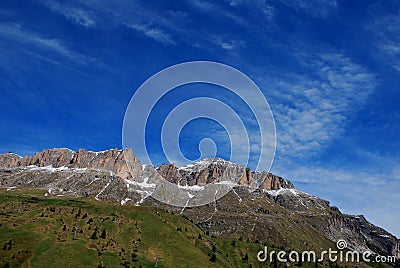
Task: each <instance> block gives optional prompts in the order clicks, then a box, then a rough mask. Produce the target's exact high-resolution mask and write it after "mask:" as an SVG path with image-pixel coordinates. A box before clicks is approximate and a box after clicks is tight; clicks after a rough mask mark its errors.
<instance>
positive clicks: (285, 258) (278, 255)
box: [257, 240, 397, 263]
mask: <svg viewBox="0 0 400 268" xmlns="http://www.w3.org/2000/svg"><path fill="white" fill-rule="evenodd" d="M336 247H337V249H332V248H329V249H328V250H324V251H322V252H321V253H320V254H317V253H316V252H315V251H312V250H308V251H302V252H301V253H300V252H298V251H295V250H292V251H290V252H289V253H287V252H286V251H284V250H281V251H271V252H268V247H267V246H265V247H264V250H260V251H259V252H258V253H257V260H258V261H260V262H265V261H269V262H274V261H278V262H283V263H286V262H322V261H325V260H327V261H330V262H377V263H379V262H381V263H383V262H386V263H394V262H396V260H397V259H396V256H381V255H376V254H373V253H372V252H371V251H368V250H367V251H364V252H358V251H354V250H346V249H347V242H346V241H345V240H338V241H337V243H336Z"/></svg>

--

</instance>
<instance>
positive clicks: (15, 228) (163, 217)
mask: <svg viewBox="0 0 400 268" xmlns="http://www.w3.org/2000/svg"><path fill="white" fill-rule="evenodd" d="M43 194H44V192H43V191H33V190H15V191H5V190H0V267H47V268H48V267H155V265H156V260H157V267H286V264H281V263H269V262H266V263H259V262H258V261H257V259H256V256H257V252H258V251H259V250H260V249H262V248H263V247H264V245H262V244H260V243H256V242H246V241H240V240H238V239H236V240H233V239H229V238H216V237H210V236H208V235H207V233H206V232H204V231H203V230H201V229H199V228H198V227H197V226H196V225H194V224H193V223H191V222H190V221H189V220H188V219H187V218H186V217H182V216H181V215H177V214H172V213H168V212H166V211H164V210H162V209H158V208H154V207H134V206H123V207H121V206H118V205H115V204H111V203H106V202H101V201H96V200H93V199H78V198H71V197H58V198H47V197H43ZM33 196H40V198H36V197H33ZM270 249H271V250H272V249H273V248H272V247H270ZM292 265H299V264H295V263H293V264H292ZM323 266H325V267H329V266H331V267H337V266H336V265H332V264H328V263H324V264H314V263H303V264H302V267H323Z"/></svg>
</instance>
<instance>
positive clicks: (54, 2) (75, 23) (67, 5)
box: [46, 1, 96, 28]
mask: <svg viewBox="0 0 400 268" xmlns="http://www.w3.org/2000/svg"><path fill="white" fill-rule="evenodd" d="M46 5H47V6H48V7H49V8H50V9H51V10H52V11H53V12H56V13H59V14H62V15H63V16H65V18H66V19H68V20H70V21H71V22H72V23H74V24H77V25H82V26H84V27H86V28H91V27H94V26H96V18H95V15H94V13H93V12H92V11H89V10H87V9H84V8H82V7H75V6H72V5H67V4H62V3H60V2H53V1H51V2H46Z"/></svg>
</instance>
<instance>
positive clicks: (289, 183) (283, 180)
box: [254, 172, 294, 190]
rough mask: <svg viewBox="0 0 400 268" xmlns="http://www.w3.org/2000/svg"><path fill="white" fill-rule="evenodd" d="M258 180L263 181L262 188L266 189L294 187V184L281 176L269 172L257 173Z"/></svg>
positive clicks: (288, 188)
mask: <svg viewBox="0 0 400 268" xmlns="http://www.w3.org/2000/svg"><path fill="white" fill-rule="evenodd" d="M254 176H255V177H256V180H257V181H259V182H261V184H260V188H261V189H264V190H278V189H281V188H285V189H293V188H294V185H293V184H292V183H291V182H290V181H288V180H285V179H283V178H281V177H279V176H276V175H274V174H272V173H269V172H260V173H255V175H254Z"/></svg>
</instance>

==

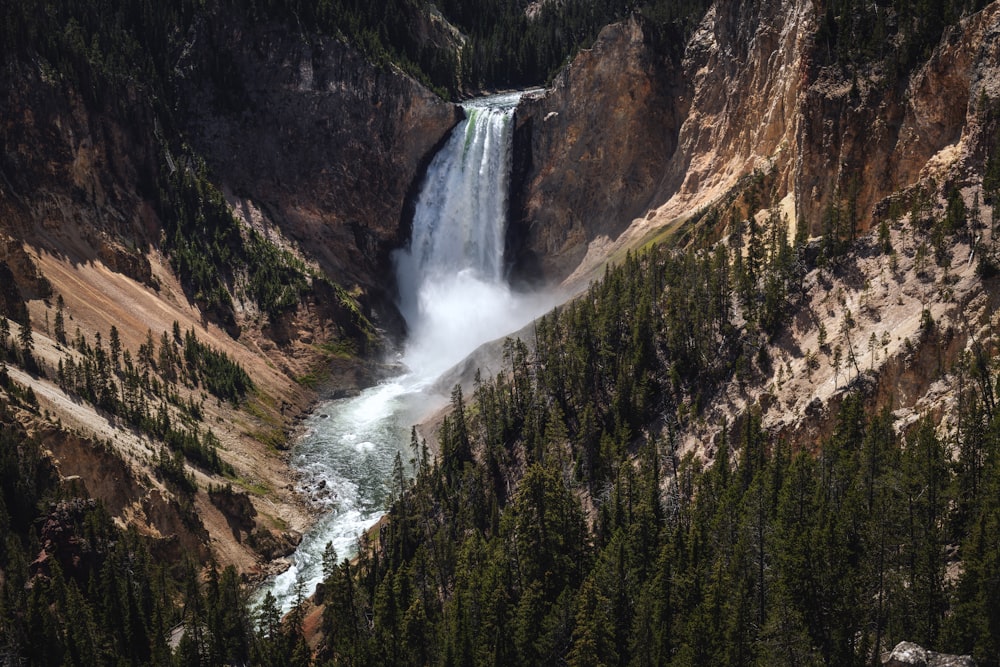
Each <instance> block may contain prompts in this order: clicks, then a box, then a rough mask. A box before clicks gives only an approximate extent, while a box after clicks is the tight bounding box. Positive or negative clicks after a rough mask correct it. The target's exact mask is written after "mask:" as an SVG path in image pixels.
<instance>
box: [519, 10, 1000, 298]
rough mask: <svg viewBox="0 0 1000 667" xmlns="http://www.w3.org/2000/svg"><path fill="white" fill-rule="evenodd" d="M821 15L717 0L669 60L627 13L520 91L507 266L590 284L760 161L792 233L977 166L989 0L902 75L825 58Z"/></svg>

> **DIRECTIONS FOR THIS TASK**: All lines with the string "gives" must be copied from the data.

> **FINISHED EXERCISE**:
Task: each <instance> block gives optional prompts in the order clicks, then a box, then a rough mask. Produce the target's exact high-resolution mask and write it after "mask:" as an SVG path with image-pixel coordinates. A box before clicks is approximate and a box after clicks is tight; clicks after a rough mask mark its errors.
Each <instance> block may contain prompts in this order: clicks, then a box, then a rough mask. A box before clicks gives only an approximate extent, while a box after clicks is the tight bounding box. Positive or negative clicks after a rough mask correct it. The target's exact mask is written after "mask:" as an SVG path in image pixels.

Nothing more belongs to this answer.